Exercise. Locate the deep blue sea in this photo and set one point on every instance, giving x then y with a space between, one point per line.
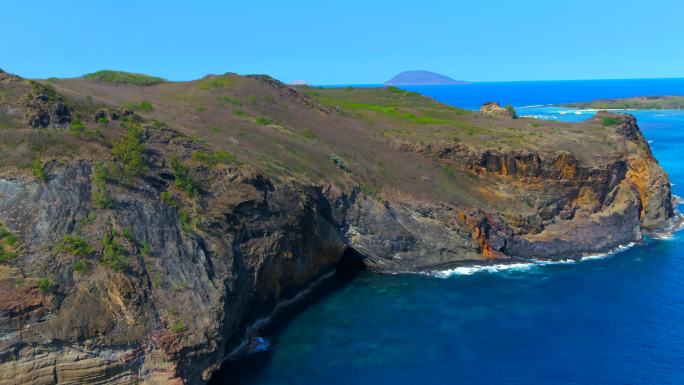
617 319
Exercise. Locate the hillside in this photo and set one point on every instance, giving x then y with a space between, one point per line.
633 103
417 78
149 228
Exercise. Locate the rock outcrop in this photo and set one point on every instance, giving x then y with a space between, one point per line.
494 109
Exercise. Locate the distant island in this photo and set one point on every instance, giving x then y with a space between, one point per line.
633 103
417 78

**REQUIRED WORK**
Rewrite everything from the line containing "Exercise. Locate the distant" down to the end of the records as a numbered list, omitting any blank lines.

**TASK RESULT**
1. Exercise. Locate the distant island in this photo and set one point on every instance, giving x then y with a space between, one point per line.
2. 633 103
3. 417 78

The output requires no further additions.